Pointing records

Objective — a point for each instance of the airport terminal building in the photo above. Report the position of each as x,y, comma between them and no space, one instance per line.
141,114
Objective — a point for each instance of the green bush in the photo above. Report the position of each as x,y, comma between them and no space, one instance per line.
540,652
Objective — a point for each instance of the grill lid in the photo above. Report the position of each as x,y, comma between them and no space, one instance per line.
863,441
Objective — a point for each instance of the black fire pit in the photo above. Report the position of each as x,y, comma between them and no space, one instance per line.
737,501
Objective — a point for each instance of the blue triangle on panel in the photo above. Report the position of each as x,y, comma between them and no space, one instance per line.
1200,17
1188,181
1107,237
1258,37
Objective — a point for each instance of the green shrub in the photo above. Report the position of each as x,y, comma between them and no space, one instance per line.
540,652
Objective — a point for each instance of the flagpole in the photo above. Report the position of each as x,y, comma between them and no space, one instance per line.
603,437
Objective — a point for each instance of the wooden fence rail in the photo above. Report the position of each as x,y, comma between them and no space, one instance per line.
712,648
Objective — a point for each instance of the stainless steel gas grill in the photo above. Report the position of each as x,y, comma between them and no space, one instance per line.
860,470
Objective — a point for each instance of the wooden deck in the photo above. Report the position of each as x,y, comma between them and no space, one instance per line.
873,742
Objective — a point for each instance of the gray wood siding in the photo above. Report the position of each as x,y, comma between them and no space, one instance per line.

> [PROBLEM REQUIREMENTS] Copy out the lines from the line containing "Objective — a point for each instance of the blue" to the end of the listing above, without alteration.

> [SOLUTION BELOW]
Objective — a point for each instance of the blue triangle on panel in the photo above. Report the position of each as x,y, comma between them and no space, one instance per line.
1200,17
1188,181
1107,237
1258,37
Objective — a point for each instance of the green shrub in the photo above. Report the position of each as x,y, comma between them and no space, one instance per line.
540,652
Objective — a point for each instance of the flagpole in the photo above. Report the position of each as x,y, comma between them and no space, one instance per line.
603,437
Objective — a point for each instance of the wooden fence rail in the photo above. Report the position of each as x,y, comma between them and no space, one instance per line.
712,648
Objective — a point for each instance of the stainless steel gas grill in the photo above. Report the position of each as x,y, comma between them and no space, one instance per line.
860,470
Objective — a point for each instance of the wooden deck in the photo above. Report the position of each as x,y, comma between them and no space, one instance per line.
873,742
Objective — a point for each instance of the gray wood siding in the photo above. Report the position of each as x,y, comma between them and no space, one instance per line.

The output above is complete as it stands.